He had never
understood His own nature, nor the work He was to do. And it is not to
be wondered that the talk among the Essenes caused Him to ponder
carefully over the idea expressed by them. And then the wonderful
event of the dove, and the Voice, upon the occasion of His baptism,
seemed almost to verify the idea of the Essenes. Was He indeed the
long-expected Deliverer of Israel? Surely He must find this out--He
must wring the answer from the inmost recesses of His soul. And so, He
sought refuge in the Wilderness, intuitively feeling that there amidst
the solitude and desolation, He would fight His fight and receive His
answer.
He felt that He had come to a most important phase of His life's work,
and the question of "What Am I?" must be settled, once and for
all,--then and there. And so He left behind Him the admiring and
worshipful crowds of John's following, and sought the solitude of the
waste places of the Wilderness, in which He felt He would come face to
face with His own soul, and demand and receive its answer.
* * * * *
And up in the inmost recesses of the Heart of the Wilderness,
Jesus wrestled in spirit with Himself for many days, without
food or nourishment, and without shelter. And the struggle was
terrific--worthy of such a great soul. First the body's insistent
needs were to be fought and mastered. It is related that the climax of
the physical struggle came one day when the Instinctive Mind, which
attends to the physical functions, made a desperate and final demand
upon Him. It cried aloud for bread with all the force of its nature.

## Set of tasks
1) From the passage on Jesus in the Wilderness, reproduce the stretch from "He felt that" through "receive its answer.".
2) Write the next part of the passage on Jesus in the Wilderness, picking up after its final sentence.

## Stored records
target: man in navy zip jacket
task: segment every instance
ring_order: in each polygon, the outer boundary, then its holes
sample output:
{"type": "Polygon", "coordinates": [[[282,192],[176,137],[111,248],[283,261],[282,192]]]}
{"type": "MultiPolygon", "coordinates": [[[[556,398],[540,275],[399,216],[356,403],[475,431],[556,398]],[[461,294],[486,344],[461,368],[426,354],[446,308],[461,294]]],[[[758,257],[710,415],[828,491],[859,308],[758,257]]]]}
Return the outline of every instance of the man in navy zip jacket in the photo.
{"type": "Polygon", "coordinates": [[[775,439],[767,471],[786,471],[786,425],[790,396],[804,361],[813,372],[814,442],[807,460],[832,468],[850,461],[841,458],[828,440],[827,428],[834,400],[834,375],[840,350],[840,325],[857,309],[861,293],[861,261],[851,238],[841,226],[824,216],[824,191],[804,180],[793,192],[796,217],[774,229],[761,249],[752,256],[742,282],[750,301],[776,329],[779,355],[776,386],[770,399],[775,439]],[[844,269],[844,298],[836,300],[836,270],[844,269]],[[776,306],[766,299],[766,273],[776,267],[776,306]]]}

* * *

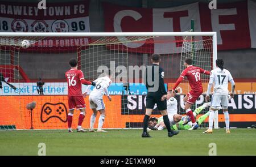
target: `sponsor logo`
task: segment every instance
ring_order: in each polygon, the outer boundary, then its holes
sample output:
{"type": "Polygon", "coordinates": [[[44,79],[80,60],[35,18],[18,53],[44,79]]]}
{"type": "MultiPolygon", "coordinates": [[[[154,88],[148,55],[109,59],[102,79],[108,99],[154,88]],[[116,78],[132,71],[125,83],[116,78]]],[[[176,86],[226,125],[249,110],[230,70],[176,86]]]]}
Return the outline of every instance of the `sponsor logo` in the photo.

==

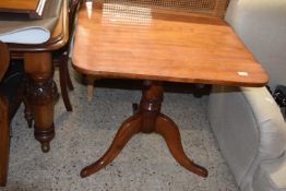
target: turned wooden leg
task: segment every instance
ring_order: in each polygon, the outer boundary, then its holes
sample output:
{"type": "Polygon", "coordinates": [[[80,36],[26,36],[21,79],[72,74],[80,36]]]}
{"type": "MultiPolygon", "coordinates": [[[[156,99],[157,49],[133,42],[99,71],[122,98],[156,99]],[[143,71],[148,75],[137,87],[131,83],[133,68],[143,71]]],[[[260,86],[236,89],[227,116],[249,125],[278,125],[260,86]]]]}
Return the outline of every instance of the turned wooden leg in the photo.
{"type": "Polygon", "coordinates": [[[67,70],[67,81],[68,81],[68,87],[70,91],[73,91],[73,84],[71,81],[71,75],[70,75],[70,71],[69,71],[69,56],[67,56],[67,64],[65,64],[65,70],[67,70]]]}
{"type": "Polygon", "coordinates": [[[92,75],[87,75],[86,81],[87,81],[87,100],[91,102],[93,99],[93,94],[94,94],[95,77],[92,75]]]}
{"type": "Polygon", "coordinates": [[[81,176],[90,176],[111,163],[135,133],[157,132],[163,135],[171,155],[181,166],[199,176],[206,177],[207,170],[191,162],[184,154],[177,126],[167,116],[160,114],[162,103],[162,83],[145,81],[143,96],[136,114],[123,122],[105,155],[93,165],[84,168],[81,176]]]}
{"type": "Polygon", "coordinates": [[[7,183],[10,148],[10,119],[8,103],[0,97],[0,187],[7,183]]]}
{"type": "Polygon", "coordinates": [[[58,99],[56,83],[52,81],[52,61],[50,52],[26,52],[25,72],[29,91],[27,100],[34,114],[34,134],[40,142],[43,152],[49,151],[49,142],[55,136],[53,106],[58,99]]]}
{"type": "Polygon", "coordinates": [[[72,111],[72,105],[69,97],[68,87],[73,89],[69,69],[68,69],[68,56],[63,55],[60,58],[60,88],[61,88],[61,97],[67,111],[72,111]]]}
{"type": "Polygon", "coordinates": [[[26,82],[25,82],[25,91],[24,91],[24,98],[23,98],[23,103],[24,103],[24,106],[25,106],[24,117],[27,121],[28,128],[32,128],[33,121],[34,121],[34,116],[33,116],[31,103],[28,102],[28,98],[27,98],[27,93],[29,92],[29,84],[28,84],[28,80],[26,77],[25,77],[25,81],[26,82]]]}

## Results for the exercise
1)
He felt that He had come to a most important phase of His life's work,
and the question of "What Am I?" must be settled, once and for
all,--then and there. And so He left behind Him the admiring and
worshipful crowds of John's following, and sought the solitude of the
waste places of the Wilderness, in which He felt He would come face to
face with His own soul, and demand and receive its answer.

2)
It tempted Him with the fact that by His own occult powers He was able
to convert the very stones into bread, and it demanded that He work
the miracle for His own physical needs--a practice deemed most
unworthy by all true occultists and mystics. "Turn this stone into
bread, and eat" cried the voice of the Tempter. But Jesus resisted the
temptation although He knew that by the power of His concentrated
thought He had but first to mentally picture the stone as bread and
then _will_ that it be so materialized. The miraculous power which
afterward turned water into wine, and which was again used to feed the
multitude with the loaves and the fishes, was available to Him at that
moment in order to satisfy the cravings of His body, and to break His
fast.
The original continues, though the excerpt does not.